SOURCE EXCERPT:
<<<<
Permanent Exhibits in the museum
Early black history in Florida
“Down the Street”
Our Current Season Exhibit – will be on display in the John H. Allen Gallery (29 Sep 2017 - 19 May 2018).
Past Season Exhibits
2004 Grand Opening, outside exhibit “Education”
2005 Closed – no exhibits due to damage to the museum from Hurricane Charley
2006/2007 African clothing / artist Janet Huse’s “Civil Rights Paintings”
2007/2008 “The Patriots of Trabue Woods”
The exhibit tells the untold story of African Americans who have served in the nation’s military since the Revolutionary War. The exhibit covers the Civil War, Spanish American War, World War I and II, the Korean War, the Vietnam War, the Cold War period, and the current Iraq War.
2008/2009 “The Cuba, Punta Gorda, Charlotte Harbor Connection”
Although the door to trade and cooperation may now be closed between the United States and Cuba, there are almost 500 years of history between the two countries. Beginning with Juan Ponce de Leon’s settlement expedition in 1521, the countries have been linked. In the 1600s, trade relations between southwest Florida and Cuba began and continued well into the 19th Century, but Cuba’s cultural influences exist to this day.
2009/2010 “The Struggle to become Educated”
“Milestone Memories” Riley House Museum traveling exhibits - click here to read the pamphlet.
Exhibit explored the literacy efforts of African Americans from slavery to desegregation. Four “crusades for literacy” were highlighted:
First Crusade occurred during and immediately after the Civil War.
Second Crusade which occurred from 1900 to 1930.
Third Crusade for secondary education for African American students.
Fourth Crusade focused on the efforts of African American parents to desegregate schools.
2010/2011 “The Civil Rights Movement: National, State, Local”
This exhibit chronicles the major events, personalities, and organizations that engaged in the African American struggle for freedom at the national, state, and local levels during the 1950’s and 1960’s.
2011/2012 “The Seminole Wars: Slaves, Maroons and Black Seminoles”
>>>>
EXERCISE TASK A:
In the museum exhibit list, what caused the museum to have no exhibits in 2005?
EXERCISE TASK B:
Count the lines of the rows that contain the string "glass", treating case as significant, and reply with the number alone.
The museum exhibit list and the rows that follow it are unrelated to each other.

AVAILABLE RECORDS:
<<<<
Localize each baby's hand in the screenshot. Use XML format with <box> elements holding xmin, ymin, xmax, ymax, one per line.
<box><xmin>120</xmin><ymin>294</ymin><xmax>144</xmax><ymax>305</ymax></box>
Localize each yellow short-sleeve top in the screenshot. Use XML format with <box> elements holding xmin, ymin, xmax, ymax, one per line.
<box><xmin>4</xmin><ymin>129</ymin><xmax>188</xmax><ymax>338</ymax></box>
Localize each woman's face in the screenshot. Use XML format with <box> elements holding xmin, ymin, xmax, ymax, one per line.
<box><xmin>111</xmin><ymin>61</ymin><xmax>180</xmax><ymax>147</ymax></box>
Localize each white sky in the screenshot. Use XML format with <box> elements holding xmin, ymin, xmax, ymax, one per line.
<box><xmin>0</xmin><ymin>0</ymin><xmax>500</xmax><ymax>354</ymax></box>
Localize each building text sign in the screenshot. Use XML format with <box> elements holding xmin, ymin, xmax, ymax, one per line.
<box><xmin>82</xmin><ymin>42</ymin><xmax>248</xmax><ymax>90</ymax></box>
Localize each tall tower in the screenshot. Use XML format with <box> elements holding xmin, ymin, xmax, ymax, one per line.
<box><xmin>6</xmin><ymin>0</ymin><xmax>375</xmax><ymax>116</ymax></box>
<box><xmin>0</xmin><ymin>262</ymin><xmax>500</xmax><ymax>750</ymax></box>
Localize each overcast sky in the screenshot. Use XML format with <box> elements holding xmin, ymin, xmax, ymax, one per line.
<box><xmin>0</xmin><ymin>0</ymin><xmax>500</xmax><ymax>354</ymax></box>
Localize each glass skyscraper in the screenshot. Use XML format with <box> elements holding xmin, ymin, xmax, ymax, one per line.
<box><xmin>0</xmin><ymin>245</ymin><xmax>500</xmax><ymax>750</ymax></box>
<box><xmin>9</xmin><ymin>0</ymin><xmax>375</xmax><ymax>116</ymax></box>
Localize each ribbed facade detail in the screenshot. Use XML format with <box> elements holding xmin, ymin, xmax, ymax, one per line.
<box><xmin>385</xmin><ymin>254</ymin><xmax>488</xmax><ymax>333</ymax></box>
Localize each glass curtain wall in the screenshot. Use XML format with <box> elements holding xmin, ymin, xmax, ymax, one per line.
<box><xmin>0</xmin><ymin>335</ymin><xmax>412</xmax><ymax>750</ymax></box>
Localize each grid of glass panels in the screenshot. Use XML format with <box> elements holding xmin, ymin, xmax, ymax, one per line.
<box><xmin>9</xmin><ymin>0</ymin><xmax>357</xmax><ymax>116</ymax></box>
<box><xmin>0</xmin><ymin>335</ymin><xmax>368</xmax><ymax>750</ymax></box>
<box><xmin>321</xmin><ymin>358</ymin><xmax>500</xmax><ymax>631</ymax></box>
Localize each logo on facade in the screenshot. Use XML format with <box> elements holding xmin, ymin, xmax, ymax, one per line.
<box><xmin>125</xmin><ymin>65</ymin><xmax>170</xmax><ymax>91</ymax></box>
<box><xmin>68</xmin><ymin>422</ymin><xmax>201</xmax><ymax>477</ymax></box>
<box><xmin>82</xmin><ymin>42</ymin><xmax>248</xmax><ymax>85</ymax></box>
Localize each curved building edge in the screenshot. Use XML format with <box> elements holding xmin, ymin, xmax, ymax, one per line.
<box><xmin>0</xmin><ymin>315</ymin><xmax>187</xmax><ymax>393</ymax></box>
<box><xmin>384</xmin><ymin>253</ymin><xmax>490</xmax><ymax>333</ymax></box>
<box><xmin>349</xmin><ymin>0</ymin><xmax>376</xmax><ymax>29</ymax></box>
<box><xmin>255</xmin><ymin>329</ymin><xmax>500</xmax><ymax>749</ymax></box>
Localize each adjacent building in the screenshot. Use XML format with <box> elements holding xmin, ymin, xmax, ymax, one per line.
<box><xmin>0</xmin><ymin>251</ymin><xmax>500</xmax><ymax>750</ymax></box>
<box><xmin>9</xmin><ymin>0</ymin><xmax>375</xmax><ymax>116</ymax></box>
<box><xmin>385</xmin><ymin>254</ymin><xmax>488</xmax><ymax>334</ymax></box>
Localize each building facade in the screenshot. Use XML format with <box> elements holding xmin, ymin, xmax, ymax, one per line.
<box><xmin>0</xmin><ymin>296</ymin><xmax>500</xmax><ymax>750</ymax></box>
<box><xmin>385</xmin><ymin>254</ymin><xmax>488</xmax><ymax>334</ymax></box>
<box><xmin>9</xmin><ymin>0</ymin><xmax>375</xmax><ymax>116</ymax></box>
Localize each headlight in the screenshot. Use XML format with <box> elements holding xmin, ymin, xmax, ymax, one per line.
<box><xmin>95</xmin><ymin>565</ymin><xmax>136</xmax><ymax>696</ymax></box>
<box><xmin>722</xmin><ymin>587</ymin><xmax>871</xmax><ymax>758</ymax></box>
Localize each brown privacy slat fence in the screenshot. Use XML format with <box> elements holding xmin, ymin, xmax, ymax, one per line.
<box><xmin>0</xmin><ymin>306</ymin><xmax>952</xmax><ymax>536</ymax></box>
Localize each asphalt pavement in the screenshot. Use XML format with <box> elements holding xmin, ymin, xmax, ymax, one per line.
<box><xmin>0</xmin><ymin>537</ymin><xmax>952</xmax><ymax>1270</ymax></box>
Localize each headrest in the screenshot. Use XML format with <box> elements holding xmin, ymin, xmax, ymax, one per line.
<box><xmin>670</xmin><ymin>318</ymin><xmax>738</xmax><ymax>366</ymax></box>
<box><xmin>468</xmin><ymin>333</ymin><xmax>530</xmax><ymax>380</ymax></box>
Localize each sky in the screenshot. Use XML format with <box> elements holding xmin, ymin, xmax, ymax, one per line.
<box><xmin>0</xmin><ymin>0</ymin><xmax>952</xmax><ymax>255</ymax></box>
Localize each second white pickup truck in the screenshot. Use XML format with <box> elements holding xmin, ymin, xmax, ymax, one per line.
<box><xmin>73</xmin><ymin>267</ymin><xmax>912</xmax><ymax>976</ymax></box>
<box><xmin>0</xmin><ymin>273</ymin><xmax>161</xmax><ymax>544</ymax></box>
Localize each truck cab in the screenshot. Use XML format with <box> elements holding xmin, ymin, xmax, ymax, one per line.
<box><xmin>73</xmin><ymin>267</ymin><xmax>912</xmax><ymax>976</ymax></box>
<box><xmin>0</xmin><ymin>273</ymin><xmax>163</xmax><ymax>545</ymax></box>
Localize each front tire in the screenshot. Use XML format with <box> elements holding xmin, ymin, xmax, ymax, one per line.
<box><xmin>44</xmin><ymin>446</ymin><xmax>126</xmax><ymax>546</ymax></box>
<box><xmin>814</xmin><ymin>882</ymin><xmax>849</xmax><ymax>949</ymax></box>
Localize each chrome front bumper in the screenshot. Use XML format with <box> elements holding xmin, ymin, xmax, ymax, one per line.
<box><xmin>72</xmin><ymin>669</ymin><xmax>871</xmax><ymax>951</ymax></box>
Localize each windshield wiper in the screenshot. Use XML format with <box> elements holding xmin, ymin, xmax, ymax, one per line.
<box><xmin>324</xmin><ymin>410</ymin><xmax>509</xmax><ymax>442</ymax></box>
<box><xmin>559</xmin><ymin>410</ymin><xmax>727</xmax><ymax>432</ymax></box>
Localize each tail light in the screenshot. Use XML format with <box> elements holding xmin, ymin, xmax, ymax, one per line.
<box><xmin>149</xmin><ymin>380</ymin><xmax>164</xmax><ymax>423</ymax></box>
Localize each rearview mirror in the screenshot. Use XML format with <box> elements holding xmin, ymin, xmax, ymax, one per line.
>>>>
WRITTEN ANSWER A:
Damage to the museum from Hurricane Charley.

WRITTEN ANSWER B:
3